■ Task to complete: Reproduce only the part that opens with the line containing "Practice. Pick out the wooden" and closes with the line containing "Target: silver ring", switching each "set a marker" to "place a dot" and leaving everything else unchanged.
========================
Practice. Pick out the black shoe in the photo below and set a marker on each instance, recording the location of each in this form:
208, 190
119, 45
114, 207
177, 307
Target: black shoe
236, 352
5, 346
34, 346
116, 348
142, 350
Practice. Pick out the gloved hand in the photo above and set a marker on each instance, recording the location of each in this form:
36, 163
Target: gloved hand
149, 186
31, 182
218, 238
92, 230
========================
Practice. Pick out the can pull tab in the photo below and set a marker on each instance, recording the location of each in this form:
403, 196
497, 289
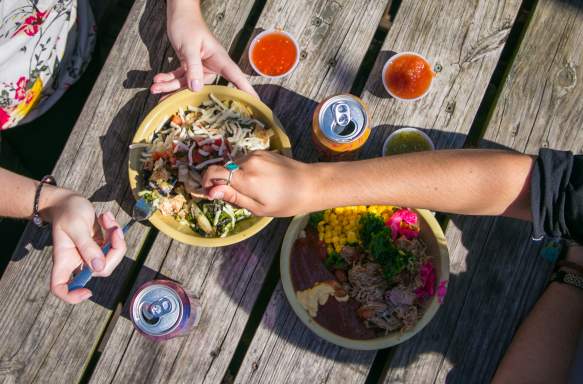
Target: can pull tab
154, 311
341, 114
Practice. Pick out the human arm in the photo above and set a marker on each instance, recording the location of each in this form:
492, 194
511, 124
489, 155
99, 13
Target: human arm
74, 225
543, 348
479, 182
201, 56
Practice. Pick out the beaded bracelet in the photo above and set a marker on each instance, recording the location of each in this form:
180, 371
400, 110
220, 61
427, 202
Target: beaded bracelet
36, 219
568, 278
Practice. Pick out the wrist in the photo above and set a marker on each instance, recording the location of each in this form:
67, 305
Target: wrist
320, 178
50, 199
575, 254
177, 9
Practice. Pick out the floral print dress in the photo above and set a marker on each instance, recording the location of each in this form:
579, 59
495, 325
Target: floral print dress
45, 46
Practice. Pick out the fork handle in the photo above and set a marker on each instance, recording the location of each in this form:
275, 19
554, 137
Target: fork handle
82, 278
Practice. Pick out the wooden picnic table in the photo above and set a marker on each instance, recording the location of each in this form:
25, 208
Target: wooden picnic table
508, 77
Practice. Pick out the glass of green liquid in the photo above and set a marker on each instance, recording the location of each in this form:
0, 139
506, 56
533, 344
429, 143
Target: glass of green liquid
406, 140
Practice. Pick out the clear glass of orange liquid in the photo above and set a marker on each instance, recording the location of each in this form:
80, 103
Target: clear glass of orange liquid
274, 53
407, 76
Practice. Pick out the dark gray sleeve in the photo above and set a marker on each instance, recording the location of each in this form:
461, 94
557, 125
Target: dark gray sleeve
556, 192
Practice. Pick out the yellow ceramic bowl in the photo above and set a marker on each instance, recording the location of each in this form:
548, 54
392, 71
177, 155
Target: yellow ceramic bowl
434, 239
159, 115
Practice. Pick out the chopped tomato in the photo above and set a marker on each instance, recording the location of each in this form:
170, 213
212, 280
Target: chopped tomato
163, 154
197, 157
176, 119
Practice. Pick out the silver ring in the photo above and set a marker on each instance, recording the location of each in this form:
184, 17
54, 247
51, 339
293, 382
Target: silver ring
========================
■ Written answer:
Practice. Pick out the wooden picnic table in the photo above and place a dot on each instance, recording the location of each in this form:
25, 208
Target: wooden picnic table
508, 77
Practice. Pick out the glass of green liquid in the photo above and place a dot on each instance, recording the location of each in this form:
0, 139
506, 56
533, 344
429, 143
Target: glass of green liquid
406, 140
Practice. Pick out the clear glass of orange liquid in the photo above and place a dot on each instance, recording the location of each in this form:
80, 103
Target: clear glass of orange liquid
274, 53
407, 76
Practice. Pick out the dark gray sleeve in the photo above and place a dot on each instance, recording the location of each in this form:
461, 94
557, 125
Target: dark gray sleeve
556, 192
Practice. Pick out the yellow ceramic bowl in the photo above and place a dot on each instance, recording the location of each in this form:
548, 54
392, 71
177, 155
Target: yellow ceramic bowl
434, 239
159, 115
Practice. Pick out the chopped tomato in the photo above and place a dot on each instance, recording the location of each in this form:
170, 213
212, 280
Target: chopped tomato
163, 154
197, 157
176, 119
Practice. Pick out the silver ring in the photo above and place a dot on each instance, recording the location of each in this form:
184, 17
54, 247
51, 339
293, 382
Target: silver ring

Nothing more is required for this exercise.